It doesn't sound like you're ready to retire, regardless of where you live. You do sound very involved in your kids' lives, which can be good if it's not excessive. But you also have a work life and, presumably, friends. REmember that kids in their 20s don't always stay put - it's a good time for them to experience a different part of the country, so be prepared that they may get opportunities before they marry and have their own kids. So you can't have the "area where they were born" conversation with them or guilt-trip them into staying put - you gave them roots but you also have to give them wings. However, that doesn't mean you pack up and leave.

Do all 3 kids live with you? Is that why moving would disrupt everything? I realize losing friends is a huge factor for you as well.

Records contained in a dataset:

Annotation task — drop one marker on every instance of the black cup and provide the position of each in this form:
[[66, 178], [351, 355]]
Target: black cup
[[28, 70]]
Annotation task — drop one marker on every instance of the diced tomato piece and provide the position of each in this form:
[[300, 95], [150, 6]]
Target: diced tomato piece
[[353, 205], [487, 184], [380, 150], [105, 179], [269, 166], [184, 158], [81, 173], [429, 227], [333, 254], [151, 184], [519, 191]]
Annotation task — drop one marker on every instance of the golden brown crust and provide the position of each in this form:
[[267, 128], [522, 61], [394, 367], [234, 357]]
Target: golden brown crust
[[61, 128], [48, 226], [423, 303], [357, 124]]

» Task directions: Translate this sentence from the retirement advice text into Spanish: "But you also have a work life and, presumably, friends."

» Expected output: Pero también tienes una vida laboral y, presumiblemente, amigos.